• _TASKS FOR THIS EXERCISE_:
**A)** Reproduce the passage on FastFlow in GrPPI word for word, from "GrPPI provides parallel" up to and including "and D2.5 [18].".
**B)** Pick up the passage on FastFlow in GrPPI after its last sentence and keep writing it.

• _PASSAGE GIVEN_:
————————
In this paper, we extend the set of GrPPI execution policies in order to support FastFlow as a new backend.

4 FastFlow under GrPPI

In this section, we discuss how the FastFlow framework has been integrated into the GrPPI interface.

FastFlow natively supports high-level stream and data parallel programming patterns built on top of a lock-free run-time designed to boost performance on multi-core and many-cores architectures. This makes it perfectly suitable for being used as a backend in the GrPPI interface. FastFlow provides different high-level patterns as well as different lower level patterns (parallel applications building blocks) that may be both used to implement quite efficient parallel applications. In this section, we will go through the process of implementing GrPPI ’s interface by means of FastFlow patterns, and we will provide an evaluation of the performance of the integration of FastFlow into GrPPI by comparing the pure FastFlow implementation against the wrapped one, in order to identify possible overheads.

4.1 Design

GrPPI provides parallel patterns to support both stream-processing and data-intensive applications. These parallel patterns can be nested and composed together, in order to model more complex behaviors. GrPPI currently supports different patterns, including: data parallel patterns (map, reduce, mapreduce, stencil), task-parallel patterns (divide & conquer), and stream parallel patterns (pipeline, farm, stream filter, stream reduction, stream iteration).

The parallel semantics associated to these patterns will not be discussed here. The interested reader may refer to the RePhrase deliverables available at https://rephrase-ict.eu, in particular in D2.1 [19] and D2.5 [18].
————————
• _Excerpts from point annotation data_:
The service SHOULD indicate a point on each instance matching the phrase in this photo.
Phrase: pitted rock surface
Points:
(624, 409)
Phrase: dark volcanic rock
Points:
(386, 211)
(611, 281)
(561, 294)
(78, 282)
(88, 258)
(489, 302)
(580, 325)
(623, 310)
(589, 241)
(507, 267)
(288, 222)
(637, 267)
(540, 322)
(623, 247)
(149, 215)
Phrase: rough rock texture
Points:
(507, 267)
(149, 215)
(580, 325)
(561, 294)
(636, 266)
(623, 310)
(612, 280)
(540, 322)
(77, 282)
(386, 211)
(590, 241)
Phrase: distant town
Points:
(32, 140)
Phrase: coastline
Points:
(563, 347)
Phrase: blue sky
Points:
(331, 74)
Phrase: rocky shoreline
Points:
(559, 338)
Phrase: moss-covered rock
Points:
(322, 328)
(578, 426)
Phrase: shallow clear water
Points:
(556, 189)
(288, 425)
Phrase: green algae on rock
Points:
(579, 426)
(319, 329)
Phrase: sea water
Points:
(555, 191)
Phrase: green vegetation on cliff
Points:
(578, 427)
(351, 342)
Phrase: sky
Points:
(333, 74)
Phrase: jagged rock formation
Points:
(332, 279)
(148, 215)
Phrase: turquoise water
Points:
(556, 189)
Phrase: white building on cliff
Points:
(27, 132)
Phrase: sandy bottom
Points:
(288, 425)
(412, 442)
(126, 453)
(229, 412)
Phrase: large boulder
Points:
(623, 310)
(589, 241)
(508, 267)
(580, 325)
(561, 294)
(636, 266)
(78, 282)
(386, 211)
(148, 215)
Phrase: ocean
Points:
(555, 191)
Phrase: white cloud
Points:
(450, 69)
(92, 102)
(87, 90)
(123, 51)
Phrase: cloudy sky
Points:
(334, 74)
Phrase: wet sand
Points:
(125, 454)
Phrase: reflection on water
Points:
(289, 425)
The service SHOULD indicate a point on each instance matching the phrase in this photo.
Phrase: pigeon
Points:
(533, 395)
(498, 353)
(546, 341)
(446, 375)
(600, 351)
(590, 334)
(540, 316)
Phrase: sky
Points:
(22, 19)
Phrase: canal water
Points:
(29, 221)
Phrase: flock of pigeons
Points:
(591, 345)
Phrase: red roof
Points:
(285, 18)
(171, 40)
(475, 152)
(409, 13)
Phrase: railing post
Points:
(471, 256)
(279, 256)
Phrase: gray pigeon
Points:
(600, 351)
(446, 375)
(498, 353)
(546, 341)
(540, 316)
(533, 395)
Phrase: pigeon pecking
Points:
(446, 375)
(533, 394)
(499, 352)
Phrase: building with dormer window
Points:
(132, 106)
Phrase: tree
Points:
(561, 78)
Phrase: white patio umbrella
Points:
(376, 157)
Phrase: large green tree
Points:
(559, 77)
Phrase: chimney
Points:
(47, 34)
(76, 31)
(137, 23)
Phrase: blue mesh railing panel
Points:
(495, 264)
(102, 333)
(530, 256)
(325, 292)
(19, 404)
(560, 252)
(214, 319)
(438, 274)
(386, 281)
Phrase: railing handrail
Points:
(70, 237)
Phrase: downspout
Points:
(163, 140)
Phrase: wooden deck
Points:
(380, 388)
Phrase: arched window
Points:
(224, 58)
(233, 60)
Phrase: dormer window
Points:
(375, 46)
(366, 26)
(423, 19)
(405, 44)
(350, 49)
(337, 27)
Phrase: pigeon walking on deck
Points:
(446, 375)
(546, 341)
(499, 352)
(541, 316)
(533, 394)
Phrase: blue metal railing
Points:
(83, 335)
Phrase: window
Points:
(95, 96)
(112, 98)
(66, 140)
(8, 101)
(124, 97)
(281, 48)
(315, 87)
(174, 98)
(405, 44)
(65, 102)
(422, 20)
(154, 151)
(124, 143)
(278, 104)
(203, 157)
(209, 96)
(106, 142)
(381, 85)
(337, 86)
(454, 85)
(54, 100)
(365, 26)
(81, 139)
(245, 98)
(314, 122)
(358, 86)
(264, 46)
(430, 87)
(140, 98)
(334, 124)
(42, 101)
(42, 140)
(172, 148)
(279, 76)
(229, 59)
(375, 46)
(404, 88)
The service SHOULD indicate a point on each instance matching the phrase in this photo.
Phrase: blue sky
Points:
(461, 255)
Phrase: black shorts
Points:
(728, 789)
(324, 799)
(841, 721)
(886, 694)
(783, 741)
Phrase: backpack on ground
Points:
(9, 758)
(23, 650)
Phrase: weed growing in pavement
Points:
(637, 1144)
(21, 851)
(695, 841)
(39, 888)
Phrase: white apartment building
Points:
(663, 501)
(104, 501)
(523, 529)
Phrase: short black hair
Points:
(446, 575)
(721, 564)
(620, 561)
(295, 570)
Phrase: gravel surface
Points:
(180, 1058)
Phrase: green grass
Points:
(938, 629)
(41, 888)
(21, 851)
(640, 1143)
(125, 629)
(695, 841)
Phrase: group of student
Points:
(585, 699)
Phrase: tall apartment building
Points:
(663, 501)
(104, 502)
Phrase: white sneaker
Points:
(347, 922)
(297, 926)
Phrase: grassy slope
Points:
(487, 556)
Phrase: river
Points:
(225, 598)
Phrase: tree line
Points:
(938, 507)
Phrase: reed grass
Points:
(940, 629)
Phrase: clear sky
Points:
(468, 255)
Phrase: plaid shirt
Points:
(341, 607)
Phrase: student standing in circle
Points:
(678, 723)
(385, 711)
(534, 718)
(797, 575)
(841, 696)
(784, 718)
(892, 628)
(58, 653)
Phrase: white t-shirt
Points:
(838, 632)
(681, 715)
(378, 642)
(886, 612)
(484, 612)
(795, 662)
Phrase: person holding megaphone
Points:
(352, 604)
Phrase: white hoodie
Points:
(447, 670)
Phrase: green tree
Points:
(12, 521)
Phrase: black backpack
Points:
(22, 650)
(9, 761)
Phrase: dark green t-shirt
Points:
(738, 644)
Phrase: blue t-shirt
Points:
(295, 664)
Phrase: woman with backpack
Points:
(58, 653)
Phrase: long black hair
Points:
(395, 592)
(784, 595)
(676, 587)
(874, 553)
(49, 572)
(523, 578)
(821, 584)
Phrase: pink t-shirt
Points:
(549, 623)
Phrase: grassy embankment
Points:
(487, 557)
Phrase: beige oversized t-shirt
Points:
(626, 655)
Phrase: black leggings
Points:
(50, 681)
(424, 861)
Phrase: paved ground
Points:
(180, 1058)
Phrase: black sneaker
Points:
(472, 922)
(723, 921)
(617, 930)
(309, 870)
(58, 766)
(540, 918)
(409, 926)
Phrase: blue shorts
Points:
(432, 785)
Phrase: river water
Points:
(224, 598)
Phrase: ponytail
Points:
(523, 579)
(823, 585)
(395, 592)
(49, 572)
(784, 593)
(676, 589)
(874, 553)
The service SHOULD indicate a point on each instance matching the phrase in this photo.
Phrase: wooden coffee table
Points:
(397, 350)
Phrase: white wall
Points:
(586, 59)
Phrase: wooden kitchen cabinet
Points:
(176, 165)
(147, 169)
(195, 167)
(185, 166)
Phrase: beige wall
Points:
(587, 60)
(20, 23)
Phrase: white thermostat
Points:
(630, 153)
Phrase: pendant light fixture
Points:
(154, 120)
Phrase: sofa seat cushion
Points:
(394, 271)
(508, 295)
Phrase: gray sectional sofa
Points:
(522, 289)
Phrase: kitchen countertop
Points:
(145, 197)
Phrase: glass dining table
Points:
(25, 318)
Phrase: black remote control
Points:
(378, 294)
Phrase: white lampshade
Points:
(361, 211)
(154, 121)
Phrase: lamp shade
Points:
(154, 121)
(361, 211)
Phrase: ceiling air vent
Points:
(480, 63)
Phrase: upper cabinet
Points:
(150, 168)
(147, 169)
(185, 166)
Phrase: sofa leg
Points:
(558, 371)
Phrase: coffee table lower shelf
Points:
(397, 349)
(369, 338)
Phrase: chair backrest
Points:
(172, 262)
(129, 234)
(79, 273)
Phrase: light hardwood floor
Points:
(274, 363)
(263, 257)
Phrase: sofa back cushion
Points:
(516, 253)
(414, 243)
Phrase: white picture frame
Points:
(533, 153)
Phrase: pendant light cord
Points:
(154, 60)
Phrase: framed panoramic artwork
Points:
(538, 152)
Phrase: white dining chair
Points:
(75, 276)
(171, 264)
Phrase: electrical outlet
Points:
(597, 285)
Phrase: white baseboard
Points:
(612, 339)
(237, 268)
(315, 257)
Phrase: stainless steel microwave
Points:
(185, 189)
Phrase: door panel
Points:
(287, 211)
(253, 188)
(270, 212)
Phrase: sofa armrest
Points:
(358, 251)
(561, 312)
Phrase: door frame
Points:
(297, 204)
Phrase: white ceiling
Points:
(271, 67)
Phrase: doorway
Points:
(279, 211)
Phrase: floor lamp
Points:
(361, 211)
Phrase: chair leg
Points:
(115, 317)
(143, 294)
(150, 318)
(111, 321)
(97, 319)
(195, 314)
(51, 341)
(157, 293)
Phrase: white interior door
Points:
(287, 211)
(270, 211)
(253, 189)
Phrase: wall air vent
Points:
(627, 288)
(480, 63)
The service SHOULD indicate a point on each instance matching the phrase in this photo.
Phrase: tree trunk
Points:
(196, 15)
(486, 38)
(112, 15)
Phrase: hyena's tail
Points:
————————
• _EXPECTED RESPONSES_:
**A)**
GrPPI provides parallel patterns to support both stream-processing and data-intensive applications. These parallel patterns can be nested and composed together, in order to model more complex behaviors. GrPPI currently supports different patterns, including: data parallel patterns (map, reduce, mapreduce, stencil), task-parallel patterns (divide & conquer), and stream parallel patterns (pipeline, farm, stream filter, stream reduction, stream iteration).

The parallel semantics associated to these patterns will not be discussed here. The interested reader may refer to the RePhrase deliverables available at https://rephrase-ict.eu, in particular in D2.1 [19] and D2.5 [18].

**B)**
FastFlow natively supports most of the aforementioned skeletons, which are implemented by properly combining instances of the ff_node class, which is the main building block upon which every pattern can be designed. In particular, the ff_node class implements the abstraction of an independent concurrent activity receiving input tasks from an input queue, processing them and delivering the related results to the output queue. For instance, ff_pipeline and ff_farm are FastFlow ’s core patterns built on top of ff_node, which represent the most basic and generic stream parallel patterns and de facto orchestrate different kind of concurrent activities: stages, in the case of the pipeline pattern, or scheduler, workers and result collector, in the case of the farm pattern.

In its most recent fully C++11 compliant API FastFlow introduced enhanced features supporting a better control of the programming patterns typing system. Starting from its building blocks, the ff_node_t<TypeIn,TypeOut> becomes a typed abstract container for parallel activities, useful to enforce better type checking on streaming patterns, while among the high-level patterns ff_Farm<TypeIn,TypeOut> and ff_Pipe<TypeIn,TypeOut> provide typed Farms and Pipelines.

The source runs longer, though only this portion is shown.